* [Problem]
Reproduce the rows below verbatim, from the start of the rows up to and including the line with "xmin=35 ymin=0 xmax=300 ymax=85". Leave the pictures out of your copy.

* [Provided information]
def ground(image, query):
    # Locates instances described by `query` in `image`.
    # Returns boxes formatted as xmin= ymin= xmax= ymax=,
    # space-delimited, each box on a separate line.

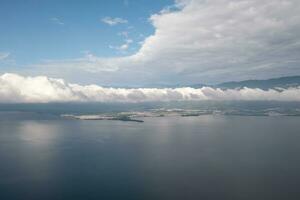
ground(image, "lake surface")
xmin=0 ymin=115 xmax=300 ymax=200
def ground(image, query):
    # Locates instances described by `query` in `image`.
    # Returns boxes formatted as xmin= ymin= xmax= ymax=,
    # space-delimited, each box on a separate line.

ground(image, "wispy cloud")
xmin=0 ymin=52 xmax=10 ymax=61
xmin=50 ymin=17 xmax=65 ymax=26
xmin=101 ymin=17 xmax=128 ymax=26
xmin=0 ymin=74 xmax=300 ymax=103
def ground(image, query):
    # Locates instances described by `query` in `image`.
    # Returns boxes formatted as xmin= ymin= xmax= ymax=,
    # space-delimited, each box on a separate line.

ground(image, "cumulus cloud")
xmin=0 ymin=74 xmax=300 ymax=103
xmin=34 ymin=0 xmax=300 ymax=84
xmin=101 ymin=17 xmax=128 ymax=26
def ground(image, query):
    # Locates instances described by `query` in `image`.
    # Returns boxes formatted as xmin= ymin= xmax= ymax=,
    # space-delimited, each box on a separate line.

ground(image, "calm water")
xmin=0 ymin=116 xmax=300 ymax=200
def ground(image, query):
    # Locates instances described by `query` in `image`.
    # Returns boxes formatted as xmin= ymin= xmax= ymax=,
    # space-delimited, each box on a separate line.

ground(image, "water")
xmin=0 ymin=114 xmax=300 ymax=200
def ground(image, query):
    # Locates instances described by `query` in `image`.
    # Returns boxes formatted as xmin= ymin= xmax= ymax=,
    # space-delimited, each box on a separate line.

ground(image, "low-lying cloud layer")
xmin=0 ymin=74 xmax=300 ymax=103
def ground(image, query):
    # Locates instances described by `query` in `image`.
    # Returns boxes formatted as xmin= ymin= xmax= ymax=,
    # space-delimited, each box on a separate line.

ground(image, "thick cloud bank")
xmin=0 ymin=74 xmax=300 ymax=103
xmin=35 ymin=0 xmax=300 ymax=85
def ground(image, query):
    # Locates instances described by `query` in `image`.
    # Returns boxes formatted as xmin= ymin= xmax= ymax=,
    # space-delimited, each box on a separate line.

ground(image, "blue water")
xmin=0 ymin=113 xmax=300 ymax=200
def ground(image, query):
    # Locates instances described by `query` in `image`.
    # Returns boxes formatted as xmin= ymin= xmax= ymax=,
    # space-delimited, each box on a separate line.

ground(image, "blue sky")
xmin=0 ymin=0 xmax=300 ymax=87
xmin=0 ymin=0 xmax=172 ymax=67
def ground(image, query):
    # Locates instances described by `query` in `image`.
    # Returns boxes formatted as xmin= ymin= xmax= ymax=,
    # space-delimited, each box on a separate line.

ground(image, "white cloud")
xmin=0 ymin=52 xmax=10 ymax=61
xmin=34 ymin=0 xmax=300 ymax=85
xmin=109 ymin=39 xmax=133 ymax=52
xmin=50 ymin=17 xmax=65 ymax=26
xmin=0 ymin=74 xmax=300 ymax=103
xmin=101 ymin=17 xmax=128 ymax=26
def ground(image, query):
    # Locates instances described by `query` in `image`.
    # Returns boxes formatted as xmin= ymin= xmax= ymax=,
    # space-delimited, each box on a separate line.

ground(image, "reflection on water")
xmin=0 ymin=116 xmax=300 ymax=199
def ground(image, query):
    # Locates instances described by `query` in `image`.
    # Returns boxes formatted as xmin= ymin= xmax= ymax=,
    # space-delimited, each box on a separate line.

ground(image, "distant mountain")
xmin=214 ymin=76 xmax=300 ymax=89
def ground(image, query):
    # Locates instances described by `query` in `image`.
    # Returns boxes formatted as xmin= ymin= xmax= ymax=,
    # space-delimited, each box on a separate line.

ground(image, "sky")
xmin=0 ymin=0 xmax=300 ymax=87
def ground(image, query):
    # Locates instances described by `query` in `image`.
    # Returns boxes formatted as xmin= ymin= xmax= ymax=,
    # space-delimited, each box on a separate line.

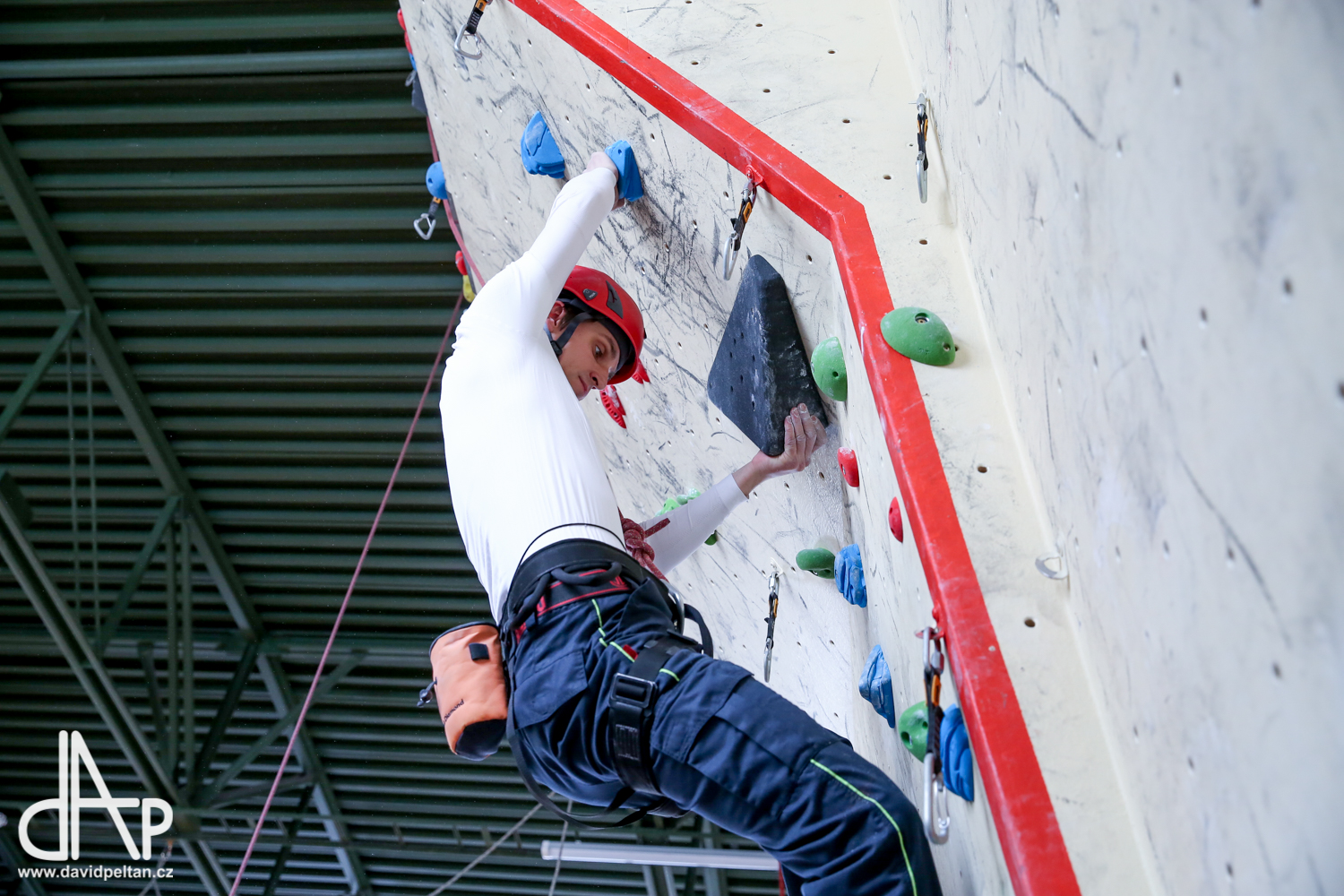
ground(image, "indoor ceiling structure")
xmin=0 ymin=0 xmax=777 ymax=896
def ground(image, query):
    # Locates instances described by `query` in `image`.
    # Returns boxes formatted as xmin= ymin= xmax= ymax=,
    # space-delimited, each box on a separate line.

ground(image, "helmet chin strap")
xmin=546 ymin=312 xmax=597 ymax=358
xmin=546 ymin=312 xmax=629 ymax=369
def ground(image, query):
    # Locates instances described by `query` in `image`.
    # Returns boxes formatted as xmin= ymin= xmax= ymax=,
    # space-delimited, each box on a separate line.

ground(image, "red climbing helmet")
xmin=551 ymin=264 xmax=644 ymax=384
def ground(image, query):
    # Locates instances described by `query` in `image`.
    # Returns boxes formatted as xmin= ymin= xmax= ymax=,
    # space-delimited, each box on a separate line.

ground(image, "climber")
xmin=440 ymin=153 xmax=940 ymax=896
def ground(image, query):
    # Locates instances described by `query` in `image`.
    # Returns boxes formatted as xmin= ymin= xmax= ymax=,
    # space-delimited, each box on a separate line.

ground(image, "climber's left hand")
xmin=733 ymin=404 xmax=827 ymax=495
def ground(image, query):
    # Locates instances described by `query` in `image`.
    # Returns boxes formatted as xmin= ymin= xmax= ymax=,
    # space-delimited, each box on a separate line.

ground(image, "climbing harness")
xmin=453 ymin=0 xmax=491 ymax=59
xmin=765 ymin=560 xmax=780 ymax=681
xmin=502 ymin=537 xmax=714 ymax=828
xmin=723 ymin=170 xmax=757 ymax=280
xmin=919 ymin=627 xmax=952 ymax=844
xmin=916 ymin=94 xmax=929 ymax=202
xmin=411 ymin=196 xmax=444 ymax=239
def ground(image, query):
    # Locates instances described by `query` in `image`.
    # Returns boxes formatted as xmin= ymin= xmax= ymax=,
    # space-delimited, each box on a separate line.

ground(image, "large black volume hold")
xmin=710 ymin=255 xmax=827 ymax=457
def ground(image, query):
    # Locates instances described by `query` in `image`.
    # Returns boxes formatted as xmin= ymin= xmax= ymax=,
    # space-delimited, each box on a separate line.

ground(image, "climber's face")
xmin=546 ymin=302 xmax=621 ymax=398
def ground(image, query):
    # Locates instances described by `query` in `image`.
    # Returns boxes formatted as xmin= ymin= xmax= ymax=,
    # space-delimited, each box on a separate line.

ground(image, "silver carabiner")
xmin=924 ymin=753 xmax=952 ymax=844
xmin=453 ymin=0 xmax=491 ymax=59
xmin=411 ymin=212 xmax=438 ymax=239
xmin=916 ymin=94 xmax=929 ymax=202
xmin=411 ymin=202 xmax=438 ymax=239
xmin=453 ymin=22 xmax=486 ymax=59
xmin=723 ymin=178 xmax=755 ymax=280
xmin=723 ymin=229 xmax=742 ymax=280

* [Final result]
def ground(image, query):
    # Locates instances described by `query` in `image`.
    # Returns boxes formatted as xmin= ymin= xmax= ymax=,
    # space-delimited, each box on a separate line.

ground(image, "lake surface")
xmin=0 ymin=115 xmax=300 ymax=200
def ground(image, query):
    # Locates instances described by `query` in `image`.
    # Returns boxes formatted as xmin= ymin= xmax= ymax=,
    # space-delimited, each box on a separate line.

ground(image, "wispy cloud")
xmin=0 ymin=52 xmax=10 ymax=61
xmin=50 ymin=17 xmax=65 ymax=26
xmin=101 ymin=17 xmax=128 ymax=26
xmin=0 ymin=74 xmax=300 ymax=103
def ground(image, query):
    # Locates instances described by `query` in `image`.
    # Returns boxes formatted as xmin= ymin= xmax= ymax=,
    # space-delimited, each box on a separate line.

ground(image, "cumulus cloud")
xmin=0 ymin=74 xmax=300 ymax=103
xmin=34 ymin=0 xmax=300 ymax=84
xmin=101 ymin=17 xmax=128 ymax=26
def ground(image, query):
    # Locates instances described by `query` in `image`.
    # Returns boxes formatted as xmin= ymin= xmax= ymax=,
    # space-delimited, each box on a separate line.

ground(image, "calm water")
xmin=0 ymin=116 xmax=300 ymax=200
def ground(image, query):
    # Locates instances described by `query` in `image`.
    # Returns boxes formatted as xmin= ymin= xmax= ymax=,
    # space-delimited, each box on a separate line.

ground(image, "water")
xmin=0 ymin=114 xmax=300 ymax=200
def ground(image, query):
    # Locates instances described by `query` in `image`.
    # Returns boxes formatted as xmin= ymin= xmax= ymax=,
    # space-delimited, each box on a separate line.

ground(image, "low-lying cloud layer")
xmin=0 ymin=74 xmax=300 ymax=103
def ground(image, query):
    # Locates instances described by `query` in `image`.
    # Returns boxes formatted as xmin= ymin= xmax= ymax=,
    # space-delimited, each box on a separate line.

ground(image, "thick cloud bank")
xmin=0 ymin=74 xmax=300 ymax=103
xmin=35 ymin=0 xmax=300 ymax=85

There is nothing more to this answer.